::: EXERCISE DATA
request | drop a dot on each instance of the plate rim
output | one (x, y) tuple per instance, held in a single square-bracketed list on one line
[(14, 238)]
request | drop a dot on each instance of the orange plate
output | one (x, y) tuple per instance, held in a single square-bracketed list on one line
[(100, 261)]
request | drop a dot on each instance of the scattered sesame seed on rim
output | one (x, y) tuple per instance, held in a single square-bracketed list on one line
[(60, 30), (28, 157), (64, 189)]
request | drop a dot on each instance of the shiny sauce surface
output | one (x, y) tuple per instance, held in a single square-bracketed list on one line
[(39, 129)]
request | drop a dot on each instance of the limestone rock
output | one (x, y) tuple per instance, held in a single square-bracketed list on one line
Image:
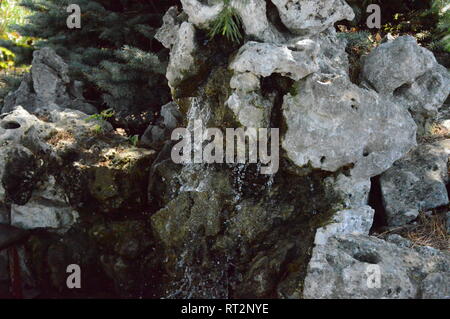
[(425, 96), (167, 34), (156, 134), (350, 221), (332, 123), (397, 63), (182, 62), (253, 15), (308, 17), (353, 191), (47, 87), (277, 59), (255, 23), (348, 265), (47, 208), (201, 15), (416, 183)]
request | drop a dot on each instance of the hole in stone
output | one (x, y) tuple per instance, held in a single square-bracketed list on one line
[(10, 125), (376, 202), (402, 89), (367, 257)]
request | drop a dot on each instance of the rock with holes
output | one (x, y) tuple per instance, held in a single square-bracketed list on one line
[(308, 17), (396, 63), (332, 123), (255, 23), (47, 87), (201, 14), (364, 267), (411, 73), (167, 34), (253, 14), (295, 64), (349, 221), (416, 183), (183, 64)]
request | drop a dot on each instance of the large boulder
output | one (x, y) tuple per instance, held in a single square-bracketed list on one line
[(253, 15), (364, 267), (332, 123), (416, 183), (48, 87)]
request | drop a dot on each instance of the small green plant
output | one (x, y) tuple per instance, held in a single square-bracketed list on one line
[(101, 118), (228, 24)]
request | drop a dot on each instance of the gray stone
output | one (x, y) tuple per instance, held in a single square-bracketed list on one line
[(155, 135), (47, 87), (167, 34), (416, 183), (255, 23), (353, 191), (252, 13), (448, 223), (434, 286), (347, 266), (182, 63), (9, 235), (277, 59), (332, 123), (397, 63), (201, 15), (350, 221), (426, 95), (308, 17)]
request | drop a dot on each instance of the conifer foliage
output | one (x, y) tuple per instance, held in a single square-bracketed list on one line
[(113, 52)]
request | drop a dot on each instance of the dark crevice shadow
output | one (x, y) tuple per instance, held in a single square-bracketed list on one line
[(376, 202)]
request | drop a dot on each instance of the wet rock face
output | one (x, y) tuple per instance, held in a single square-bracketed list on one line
[(416, 183)]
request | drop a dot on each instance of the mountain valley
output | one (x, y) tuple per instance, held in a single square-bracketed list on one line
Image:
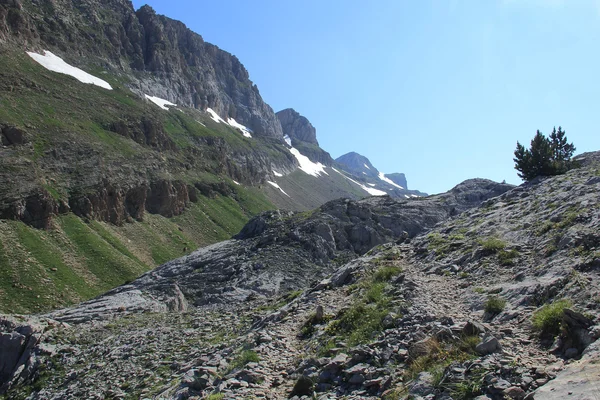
::::::
EXERCISE OBJECTIVE:
Reproduce only the lines from the first line of the entries through the line containing "request | drop a dot on each instance of the rock", exactly and with both ends kept. Omit the pictures.

RESULT OF THE TASK:
request | drop a dot on each instance of the plate rim
output | one (x, y) tuple per instance, held in a single square-bracketed list on one line
[(14, 238)]
request | drop a dot on each instance of the orange plate
output | one (x, y) tuple per instance, held in a single square-bracketed list on one line
[(100, 261)]
request | drop a dot on each instance of the scattered sesame seed on rim
output | one (x, y) tuple per instance, held in a single square-bracketed list on one line
[(60, 30), (28, 157), (64, 189)]
request | drop a dot on each instance of the shiny sauce surface
output | one (x, y) tuple per instance, held in a single square-bracketed list on one line
[(39, 129)]
request | drop a dot on each instance of the limestone rock
output | one (x, y) tuple per instance, held in a single square-bracketed list on one line
Image:
[(425, 96), (167, 34), (156, 134), (350, 221), (332, 123), (397, 63), (182, 62), (253, 15), (308, 17), (353, 191), (47, 87), (277, 59), (255, 23), (348, 265), (47, 208), (201, 15), (416, 183)]
request | drop a dot on each instance of the hole in stone
output | one (x, y) tuple per instance, held in a single square-bracketed list on one line
[(10, 125), (376, 202), (402, 89), (367, 257)]
request | drop a dot on each instance of the rock with holes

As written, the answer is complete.